* ASSIGNMENT: Please reproduce the entries in full. Keep every character the same.

───── MATERIAL FOR THE TASK ─────

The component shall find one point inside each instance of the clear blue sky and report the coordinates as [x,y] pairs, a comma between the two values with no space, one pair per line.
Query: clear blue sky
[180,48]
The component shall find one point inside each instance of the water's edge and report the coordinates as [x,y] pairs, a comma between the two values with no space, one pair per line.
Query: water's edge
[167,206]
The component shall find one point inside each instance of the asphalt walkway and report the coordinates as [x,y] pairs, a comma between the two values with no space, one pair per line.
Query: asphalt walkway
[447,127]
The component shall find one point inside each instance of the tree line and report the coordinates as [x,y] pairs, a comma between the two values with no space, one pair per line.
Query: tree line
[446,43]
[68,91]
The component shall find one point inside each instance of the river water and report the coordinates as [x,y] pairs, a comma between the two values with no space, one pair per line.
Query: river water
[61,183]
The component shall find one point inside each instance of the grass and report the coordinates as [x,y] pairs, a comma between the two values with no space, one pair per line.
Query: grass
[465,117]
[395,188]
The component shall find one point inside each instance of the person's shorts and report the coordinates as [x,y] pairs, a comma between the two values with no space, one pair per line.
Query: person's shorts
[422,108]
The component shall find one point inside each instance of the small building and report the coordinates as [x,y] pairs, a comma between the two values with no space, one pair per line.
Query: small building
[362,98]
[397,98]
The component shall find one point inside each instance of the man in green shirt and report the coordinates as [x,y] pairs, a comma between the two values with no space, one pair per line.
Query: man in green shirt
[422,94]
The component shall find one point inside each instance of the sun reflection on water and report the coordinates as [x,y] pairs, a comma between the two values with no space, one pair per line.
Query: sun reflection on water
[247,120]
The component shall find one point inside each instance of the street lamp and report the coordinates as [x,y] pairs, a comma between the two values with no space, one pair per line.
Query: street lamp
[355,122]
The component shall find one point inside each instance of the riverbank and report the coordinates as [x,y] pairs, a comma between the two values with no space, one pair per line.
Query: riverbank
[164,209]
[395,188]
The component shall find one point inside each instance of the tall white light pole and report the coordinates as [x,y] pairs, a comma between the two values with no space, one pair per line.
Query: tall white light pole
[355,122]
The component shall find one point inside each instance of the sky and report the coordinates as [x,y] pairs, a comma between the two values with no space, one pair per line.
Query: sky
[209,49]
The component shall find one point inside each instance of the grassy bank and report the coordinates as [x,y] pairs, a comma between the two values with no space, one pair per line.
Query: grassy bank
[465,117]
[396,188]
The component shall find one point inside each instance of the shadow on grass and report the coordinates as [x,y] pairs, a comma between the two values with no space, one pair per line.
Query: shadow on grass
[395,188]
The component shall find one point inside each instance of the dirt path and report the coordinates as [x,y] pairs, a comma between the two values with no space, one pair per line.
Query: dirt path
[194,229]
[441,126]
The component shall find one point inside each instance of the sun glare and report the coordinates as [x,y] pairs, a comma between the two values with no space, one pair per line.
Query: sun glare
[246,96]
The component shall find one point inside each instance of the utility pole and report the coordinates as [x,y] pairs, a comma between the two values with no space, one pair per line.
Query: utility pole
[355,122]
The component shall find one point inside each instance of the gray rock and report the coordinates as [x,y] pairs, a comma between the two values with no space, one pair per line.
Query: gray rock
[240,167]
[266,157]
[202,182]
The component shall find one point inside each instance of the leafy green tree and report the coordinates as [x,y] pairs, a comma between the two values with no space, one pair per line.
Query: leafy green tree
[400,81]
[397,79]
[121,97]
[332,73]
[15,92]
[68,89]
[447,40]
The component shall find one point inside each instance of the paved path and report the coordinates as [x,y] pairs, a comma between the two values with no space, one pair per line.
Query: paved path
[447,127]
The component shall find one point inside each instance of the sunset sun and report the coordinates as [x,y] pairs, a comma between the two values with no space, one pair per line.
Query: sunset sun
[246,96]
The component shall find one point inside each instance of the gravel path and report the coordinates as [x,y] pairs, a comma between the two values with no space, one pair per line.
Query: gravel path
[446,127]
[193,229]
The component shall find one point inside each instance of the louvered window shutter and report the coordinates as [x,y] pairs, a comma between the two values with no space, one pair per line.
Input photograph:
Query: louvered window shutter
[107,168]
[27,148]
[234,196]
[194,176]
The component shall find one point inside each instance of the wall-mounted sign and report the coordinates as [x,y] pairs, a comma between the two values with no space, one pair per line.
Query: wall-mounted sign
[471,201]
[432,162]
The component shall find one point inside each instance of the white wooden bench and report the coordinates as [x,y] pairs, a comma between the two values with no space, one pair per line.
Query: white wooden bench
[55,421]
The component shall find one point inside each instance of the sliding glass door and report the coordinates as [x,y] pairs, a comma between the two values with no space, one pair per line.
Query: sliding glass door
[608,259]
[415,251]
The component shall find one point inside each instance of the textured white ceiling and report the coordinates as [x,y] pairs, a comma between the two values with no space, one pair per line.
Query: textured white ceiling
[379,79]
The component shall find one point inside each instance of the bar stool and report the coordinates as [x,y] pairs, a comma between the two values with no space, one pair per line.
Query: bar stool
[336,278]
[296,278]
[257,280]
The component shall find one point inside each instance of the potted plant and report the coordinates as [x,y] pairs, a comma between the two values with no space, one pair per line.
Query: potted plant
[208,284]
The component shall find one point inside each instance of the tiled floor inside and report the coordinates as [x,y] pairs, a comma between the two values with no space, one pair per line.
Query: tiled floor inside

─────

* ANSWER TO THE EXERCISE:
The component shall find one point inside each instance of the clear blue sky and report the coordinates as [x,y] pairs, a comma between the two values with no space, one pair per line.
Query: clear blue sky
[180,48]
The component shall find one point inside each instance of the water's edge and report the coordinates as [x,y] pairs, a comma between the two values with no space, one pair per line.
Query: water's edge
[167,206]
The component shall find one point inside each instance of the asphalt walkway and report the coordinates as [x,y] pairs, a comma between the two values with no space, one pair per line.
Query: asphalt walkway
[447,127]
The component shall find one point inside each instance of the tree line and report the coordinates as [x,y] pairs, a comma between the two values with no space, one pair per line.
Query: tree line
[446,43]
[68,91]
The component shall find one point inside each instance of the river water and report the coordinates as [x,y] pairs, a comma between the two values with no space, one pair per line.
Query: river water
[61,183]
The component shall find one point inside each instance of the grass and report the coordinates as [x,y] pairs, a comma between the two values with no space, one pair per line.
Query: grass
[465,117]
[395,188]
The component shall find one point inside each instance of the person's shorts and report the coordinates as [x,y] pairs, a comma between the two values with no space, one pair per line.
Query: person's shorts
[422,108]
The component shall find one point inside each instance of the small building and report the coordinates as [x,y] pairs, a comma between the two values with no space, one pair per line.
Query: small building
[362,98]
[397,98]
The component shall find one point inside each instance of the man in green shirt and report the coordinates as [x,y] pairs, a comma between the two values with no space, one pair per line.
Query: man in green shirt
[422,94]
The component shall find one point inside each instance of the sun reflection on water and report the coordinates as [x,y] pairs, a comma between the two values with no space, one pair per line.
Query: sun reflection on water
[247,120]
The component shall find one point inside each instance of the street lamp and report the coordinates as [x,y] pairs, a comma between the two values with no space, one pair per line.
Query: street lamp
[355,122]
The component shall find one point inside each instance of the riverbank and report the coordinates as [x,y] pairs, a comma between the two values with no space, one pair per line.
Query: riverbank
[164,209]
[395,188]
The component shall find one point inside each instance of the tall white light pole and report the coordinates as [x,y] pairs, a comma between the two values with no space, one pair per line.
Query: tall white light pole
[355,122]
The component shall find one point inside each instance of the sky and report the coordinates as [x,y] pairs, a comma between the two values with no space, one pair per line.
Query: sky
[209,49]
The component shall find one point inside each instance of the grassy bank and report the coordinates as [x,y] pairs, a comma between the two values with no space, one pair per line.
Query: grassy bank
[465,117]
[396,188]
The component shall find one point inside each instance of the shadow on grass and report the coordinates as [x,y] pairs, a comma between the two values with no space, one pair per line.
Query: shadow on grass
[395,188]
The component shall find one point inside each instance of the dirt path and report the coordinates as [x,y] pairs, a comma between the two values with no space, one pair per line.
Query: dirt path
[194,229]
[441,126]
The component shall find one point inside each instance of the sun glare and report the coordinates as [x,y] pairs, a comma between the two values with no space, one pair per line.
Query: sun glare
[246,96]
The component shall find one point inside each instance of the utility pole and report the coordinates as [x,y] pairs, a comma between the two values with no space, one pair per line.
Query: utility pole
[355,122]
The component shall find one point inside each instance of the gray rock and report the coordinates as [x,y] pairs, a comma between the two values with no space, one pair per line.
Query: gray rock
[240,167]
[266,157]
[202,182]
The component shall find one point inside each instance of the leafy green tree and report the coordinates as [x,y] pairs, a comma between the two values with no space, one pair per line.
Query: leafy green tree
[400,81]
[397,79]
[121,97]
[332,73]
[15,92]
[68,89]
[447,40]
The component shall find one point inside each instance of the paved path and report the coordinates as [x,y] pairs, a comma between the two values with no space, one pair per line.
Query: paved path
[447,127]
The component shall find one point inside each instance of the sunset sun and report the coordinates as [x,y] pairs, a comma between the two values with no space, one pair per line.
Query: sunset sun
[246,96]
The component shall find one point inside each instance of the gravel path and report the coordinates as [x,y] pairs, a comma between the two values with no space, one pair per line.
Query: gravel path
[446,127]
[193,229]
The component shall find one point inside each instance of the louvered window shutter and report the coordinates as [x,y] pairs, a comma between the two values with no space, one pair per line.
Input photograph:
Query: louvered window shutter
[107,168]
[27,148]
[234,196]
[194,176]
The component shall find one point inside each instance of the wall-mounted sign and report the coordinates as [x,y] pairs, a comma between the two values with no space, one pair per line.
Query: wall-mounted sign
[471,201]
[432,162]
The component shall find one point inside each instance of the white wooden bench and report the coordinates as [x,y] pairs, a comma between the two values with no space, one pair per line.
Query: white wooden bench
[55,421]
The component shall find one point inside each instance of the sliding glass door and report the coordinates as [x,y] pairs, a comma between the two values with no space, one pair per line.
Query: sliding glass door
[608,259]
[415,251]
The component shall find one point inside each instance of the textured white ceiling and report the coordinates as [x,y] pairs, a comma between the two values with no space, one pair per line.
Query: textured white ceiling
[379,79]
The component shall find one point inside each instance of the bar stool and report the coordinates as [x,y] pairs, a comma between the two values with no space, one pair per line.
Query: bar stool
[336,278]
[296,278]
[257,280]
The component shall find one point inside each instance of the potted plant and report the coordinates as [x,y] pairs, a comma between the two values with no space, one pair per line.
Query: potted plant
[208,284]
The component shall find one point inside each instance of the tiled floor inside and report the coordinates as [x,y] pairs, a comma between the two values with no space, one pair per line.
Query: tiled floor inside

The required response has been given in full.